Stored data entries
▼▼▼
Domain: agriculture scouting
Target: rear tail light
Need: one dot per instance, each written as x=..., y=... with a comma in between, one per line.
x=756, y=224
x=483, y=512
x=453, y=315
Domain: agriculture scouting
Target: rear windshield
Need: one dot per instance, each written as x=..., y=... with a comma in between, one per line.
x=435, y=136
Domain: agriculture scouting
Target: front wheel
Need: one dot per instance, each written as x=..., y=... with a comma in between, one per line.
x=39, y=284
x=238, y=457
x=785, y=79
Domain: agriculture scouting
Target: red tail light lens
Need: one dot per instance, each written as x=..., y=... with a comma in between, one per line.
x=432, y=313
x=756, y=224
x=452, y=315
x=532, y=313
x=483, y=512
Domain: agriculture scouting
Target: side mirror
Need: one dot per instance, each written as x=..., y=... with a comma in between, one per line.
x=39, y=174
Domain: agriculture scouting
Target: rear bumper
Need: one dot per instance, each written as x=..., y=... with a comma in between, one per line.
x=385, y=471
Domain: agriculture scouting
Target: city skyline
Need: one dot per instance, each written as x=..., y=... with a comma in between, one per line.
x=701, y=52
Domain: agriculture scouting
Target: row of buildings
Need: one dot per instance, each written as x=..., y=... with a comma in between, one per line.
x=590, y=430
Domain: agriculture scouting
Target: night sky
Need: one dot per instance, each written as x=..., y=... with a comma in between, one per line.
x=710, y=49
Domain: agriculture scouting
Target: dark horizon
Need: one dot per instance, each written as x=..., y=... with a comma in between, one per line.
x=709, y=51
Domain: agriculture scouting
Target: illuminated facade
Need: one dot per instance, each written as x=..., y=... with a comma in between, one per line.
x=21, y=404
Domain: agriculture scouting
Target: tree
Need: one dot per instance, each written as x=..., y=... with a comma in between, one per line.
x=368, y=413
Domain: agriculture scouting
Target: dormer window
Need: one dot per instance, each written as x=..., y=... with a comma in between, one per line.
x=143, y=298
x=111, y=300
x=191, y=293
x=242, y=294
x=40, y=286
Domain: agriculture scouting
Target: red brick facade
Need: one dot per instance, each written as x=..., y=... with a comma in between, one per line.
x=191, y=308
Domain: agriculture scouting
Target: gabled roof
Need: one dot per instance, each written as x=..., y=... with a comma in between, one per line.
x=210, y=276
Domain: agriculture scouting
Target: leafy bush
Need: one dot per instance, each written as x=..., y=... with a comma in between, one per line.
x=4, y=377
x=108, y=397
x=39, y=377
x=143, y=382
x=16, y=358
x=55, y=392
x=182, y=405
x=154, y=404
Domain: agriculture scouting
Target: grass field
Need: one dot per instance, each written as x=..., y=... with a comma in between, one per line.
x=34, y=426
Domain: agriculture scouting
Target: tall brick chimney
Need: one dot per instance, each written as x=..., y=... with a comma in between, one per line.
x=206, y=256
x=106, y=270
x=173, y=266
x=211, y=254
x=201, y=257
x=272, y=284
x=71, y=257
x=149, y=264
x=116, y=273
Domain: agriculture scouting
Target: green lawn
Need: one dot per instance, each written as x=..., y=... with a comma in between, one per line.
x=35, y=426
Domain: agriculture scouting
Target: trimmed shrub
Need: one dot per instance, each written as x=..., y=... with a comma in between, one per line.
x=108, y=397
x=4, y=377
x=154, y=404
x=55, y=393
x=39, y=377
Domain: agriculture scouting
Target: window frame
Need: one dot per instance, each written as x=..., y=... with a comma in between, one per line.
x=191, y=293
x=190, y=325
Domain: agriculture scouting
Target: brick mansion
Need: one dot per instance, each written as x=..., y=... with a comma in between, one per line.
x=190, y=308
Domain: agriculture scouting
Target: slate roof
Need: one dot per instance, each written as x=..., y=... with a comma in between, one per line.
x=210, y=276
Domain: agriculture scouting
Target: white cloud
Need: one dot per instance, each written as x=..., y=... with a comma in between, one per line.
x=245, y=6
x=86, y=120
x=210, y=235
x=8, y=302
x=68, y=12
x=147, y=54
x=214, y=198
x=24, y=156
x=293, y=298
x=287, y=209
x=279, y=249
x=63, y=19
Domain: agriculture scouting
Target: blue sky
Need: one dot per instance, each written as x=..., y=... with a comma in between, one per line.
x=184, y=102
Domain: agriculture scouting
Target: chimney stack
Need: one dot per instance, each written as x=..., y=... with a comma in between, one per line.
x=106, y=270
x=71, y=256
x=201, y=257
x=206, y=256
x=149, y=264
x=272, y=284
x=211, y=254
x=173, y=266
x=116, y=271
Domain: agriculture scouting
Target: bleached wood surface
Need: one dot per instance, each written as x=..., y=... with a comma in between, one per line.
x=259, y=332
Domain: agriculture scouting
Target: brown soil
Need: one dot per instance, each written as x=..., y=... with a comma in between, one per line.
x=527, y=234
▲▲▲
▶ _Exercise details_:
Print all of the records, leaving each one exactly as it appears above.

▶ _Output of the task_:
Domain: agriculture scouting
Target: rear tail light
Need: one dot per instance, each written as x=..., y=... with a comma in between, one per line.
x=756, y=224
x=483, y=512
x=453, y=315
Domain: agriculture scouting
Target: rear windshield
Need: one dot per instance, each written as x=..., y=... with a comma in between, one per line.
x=435, y=136
Domain: agriculture scouting
Target: front wheel
Need: one dot per instance, each written as x=..., y=... with a comma in between, one per line.
x=39, y=284
x=238, y=457
x=785, y=79
Domain: agriculture scouting
Target: red tail light lens
Need: one dot per instance, each written as x=..., y=... with a comma in between, one per line.
x=432, y=313
x=756, y=224
x=452, y=315
x=532, y=313
x=483, y=512
Domain: agriculture scouting
Target: side mirror
Need: one dot per instance, each written as x=..., y=... with a comma in between, one per line.
x=39, y=174
Domain: agriculture scouting
Target: rear bumper
Need: one dot per instance, each written as x=..., y=... with a comma in between, one per line.
x=385, y=471
Domain: agriculture scouting
Target: city skyline
Need: one dot per instance, each written as x=..., y=... with a comma in between, one per line.
x=701, y=52
Domain: agriculture scouting
Target: row of buildings
Need: one dot per instance, each written as x=..., y=... with a comma in between, one per line.
x=590, y=430
Domain: agriculture scouting
Target: night sky
Need: one dot per instance, each written as x=..., y=... with a comma in between, one per line.
x=710, y=49
Domain: agriculture scouting
Target: dark horizon
Need: one dot per instance, each written as x=..., y=... with a comma in between, one per line.
x=709, y=51
Domain: agriculture scouting
Target: illuminated facade
Need: one dot per instance, each written as x=..., y=... with a comma in between, one per line.
x=21, y=404
Domain: agriculture scouting
Target: tree
Need: one dot per instance, each written as x=..., y=... with a comma in between, one per line.
x=368, y=413
Domain: agriculture scouting
Target: dormer window
Need: one dot per instance, each written as x=..., y=... with a comma in between, one per line.
x=143, y=298
x=111, y=300
x=191, y=293
x=242, y=294
x=40, y=286
Domain: agriculture scouting
Target: red brick facade
Need: one dot per instance, each written as x=..., y=... with a comma in between, one per line.
x=191, y=308
Domain: agriculture scouting
Target: gabled roof
Need: one dot per instance, each written as x=..., y=... with a comma in between, one per line.
x=210, y=276
Domain: agriculture scouting
Target: leafy bush
Need: one dot per instance, each written as x=..., y=... with a comma in between, one per line.
x=4, y=377
x=108, y=397
x=39, y=377
x=143, y=382
x=16, y=358
x=55, y=392
x=182, y=405
x=154, y=404
Domain: agriculture scouting
Target: grass field
Need: one dot per instance, each written as x=..., y=... with a comma in between, one per line.
x=34, y=426
Domain: agriculture scouting
Target: tall brick chimney
Need: one dot per instance, each written as x=..., y=... with a comma in between, one per line.
x=206, y=256
x=106, y=270
x=173, y=266
x=211, y=254
x=201, y=257
x=272, y=284
x=71, y=257
x=149, y=264
x=116, y=273
Domain: agriculture scouting
Target: green lawn
Need: one dot per instance, each written as x=..., y=... with a comma in between, one per line.
x=35, y=426
Domain: agriculture scouting
Target: trimmed shrub
Need: one dot per instance, each written as x=..., y=... with a comma in between, one per line.
x=108, y=397
x=4, y=377
x=154, y=404
x=55, y=393
x=39, y=377
Domain: agriculture scouting
Target: window frame
Need: one dot per instance, each written as x=..., y=... with a comma in between, one per line.
x=191, y=293
x=190, y=325
Domain: agriculture scouting
Target: brick mansion
Need: one dot per instance, each written as x=..., y=... with a comma in between, one per line.
x=190, y=308
Domain: agriculture scouting
Target: slate roof
Need: one dot per instance, each written as x=..., y=... with a comma in between, one per line.
x=210, y=276
Domain: agriculture scouting
Target: white cloud
Need: one dot per instance, each written as x=..., y=... with a comma in between, one per line.
x=245, y=6
x=86, y=120
x=210, y=235
x=8, y=302
x=68, y=12
x=147, y=54
x=214, y=198
x=24, y=156
x=293, y=298
x=287, y=209
x=279, y=249
x=63, y=19
Domain: agriculture scouting
Target: blue sky
Need: one dot per instance, each written as x=..., y=... with a comma in between, one per line.
x=184, y=102
Domain: agriculture scouting
Target: chimney stack
Need: one dot per instance, each written as x=..., y=... with a comma in between, one per line.
x=106, y=270
x=71, y=256
x=201, y=257
x=206, y=256
x=149, y=264
x=272, y=284
x=211, y=254
x=173, y=266
x=116, y=271
Domain: agriculture scouting
Target: bleached wood surface
Need: one dot per instance, each written as x=..., y=... with a comma in between, one per line.
x=259, y=332
Domain: agriculture scouting
Target: brown soil
Need: one dot per instance, each written as x=..., y=... with a comma in between, one per line.
x=527, y=234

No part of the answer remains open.